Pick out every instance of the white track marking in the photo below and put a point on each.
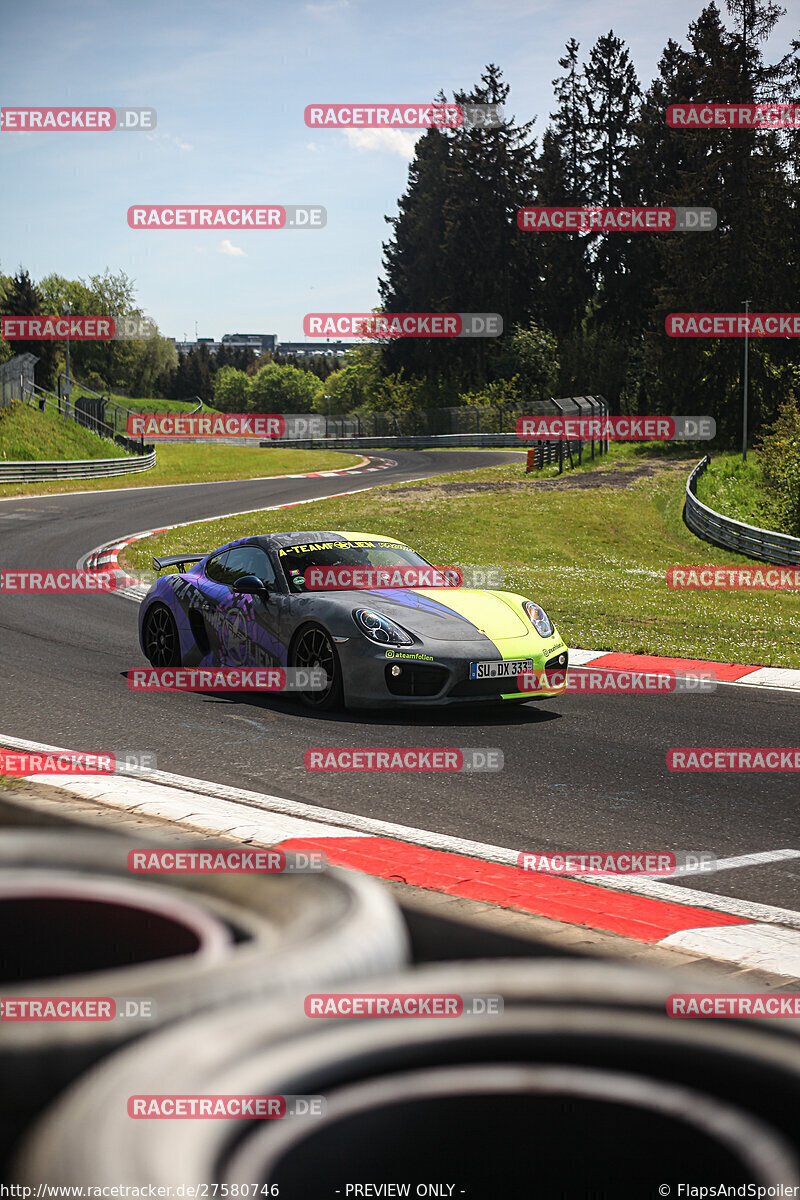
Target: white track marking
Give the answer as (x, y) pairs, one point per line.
(758, 859)
(233, 811)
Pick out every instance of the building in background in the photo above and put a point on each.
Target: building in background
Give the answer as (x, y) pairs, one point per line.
(300, 349)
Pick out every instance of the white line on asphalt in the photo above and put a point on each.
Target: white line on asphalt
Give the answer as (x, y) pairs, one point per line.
(752, 946)
(767, 856)
(350, 822)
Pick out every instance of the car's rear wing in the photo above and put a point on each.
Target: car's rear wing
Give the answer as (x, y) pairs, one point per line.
(179, 561)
—————
== Activity ==
Copy the listing exactly, omitting pictures.

== Output of the task ==
Pick out every instance of the white track marking in the photo below and put a point on each.
Target: white track marking
Give the answer as (x, y) pairs, one point per line.
(758, 859)
(233, 811)
Pick out every instance of the building in background in the photo above and put a point on each.
Target: building in background
Give the answer as (x, y) pairs, one point per line.
(300, 349)
Pick out every instance of the white line on asphalt in the photo above and put a point on each.
Target: white line on asphalt
Give the answer as (x, y) pairs, one point per line.
(752, 946)
(767, 856)
(350, 822)
Pick out every instance of the car's rear wing in the photo above and put a point on each.
Target: car's rear wing
Give the answer as (x, y) pairs, one point per line.
(179, 561)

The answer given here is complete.